═════ TEXTO DE LA PÁGINA ═════

Hay pueblos que lamentan el terror ejercido a través de las palabras. Otros que han debido callar para evitar su exterminio. Y otros que hablan en su lengua materna como la única promesa de habitar el mundo. Dentro de los primeros está el dominicano, cuando el dictador Rafael Leónidas Trujillo, en 1937, se paró en la punta de la lengua para cometer un genocidio.
La académica Áurea Sotomayor-Miletti cuenta en su tesis, Pronunciar “perejil” en el río Masacre, cómo tres novelas (entre ellas Krik? Krak! de Edwidge Danticat -Haití) repasan el episodio en el que militares dominicanos obligaban a decir perejil para determinar el derecho a existir: una erre en lengua creole bastó para matar 20 mil haitianos.
Entre los segundos pueblos, sin ir más lejos, está el caso de la etnia Ette Ennaka (chimilas), quienes ocupaban el departamento colombiano del Magdalena y cuya supervivencia dependía de su silencio. Ahora depende de la prolongación de su idioma.
Aunque en 2010 la Unesco estableció el 23 de abril como un día para que Hispanoamérica homenajee a Miguel de Cervantes Saavedra, autor de El Ingenioso Hidalgo Don Quijote de la Mancha, escrito en castellano. En Colombia, una nación multilingüe, el español se celebra hace 86 años.
En 1938, cuando Trujillo terminó su mandato en República Dominicana, el entonces presidente de Colombia Alfonso López Pumarejo decretó que las instituciones educativas de todo el país debían “dictar conferencias sobre el idioma español y leer a trozos escogidos El Quijote o de otras obras célebres de la literatura española”.

═════ LISTADO ═════

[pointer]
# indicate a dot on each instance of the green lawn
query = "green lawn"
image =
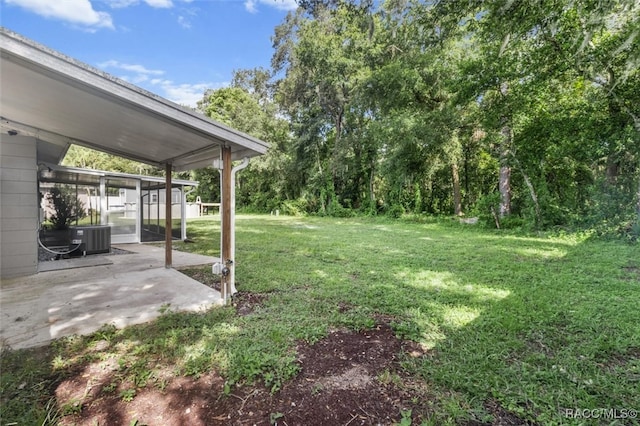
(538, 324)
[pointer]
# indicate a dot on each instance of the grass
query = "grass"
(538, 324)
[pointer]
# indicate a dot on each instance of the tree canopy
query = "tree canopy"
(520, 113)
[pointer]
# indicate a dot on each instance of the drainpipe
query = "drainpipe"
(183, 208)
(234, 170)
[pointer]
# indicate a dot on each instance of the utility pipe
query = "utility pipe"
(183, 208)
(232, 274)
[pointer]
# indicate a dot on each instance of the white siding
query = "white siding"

═════

:: PARTES DEL EJERCICIO ::
[1] Responde según el texto sobre las lenguas:
(a) ¿Cuántos haitianos murieron por pronunciar una erre en lengua creole?
(b) ¿Qué departamento colombiano ocupaba la etnia Ette Ennaka?
(c) ¿Qué presidente de Colombia decretó en 1938 las conferencias sobre el idioma español?
[2] Por favor, escribe tal cual el fragmento del texto sobre las lenguas que va entre "Aunque en 2010" y "hace 86 años.", ambos incluidos.
Los datos no hacen falta para resolver el ejercicio.

:: LAS RESPUESTAS ::
[1]
(a) 20 mil.
(b) El Magdalena.
(c) Alfonso López Pumarejo.

[2]
Aunque en 2010 la Unesco estableció el 23 de abril como un día para que Hispanoamérica homenajee a Miguel de Cervantes Saavedra, autor de El Ingenioso Hidalgo Don Quijote de la Mancha, escrito en castellano. En Colombia, una nación multilingüe, el español se celebra hace 86 años.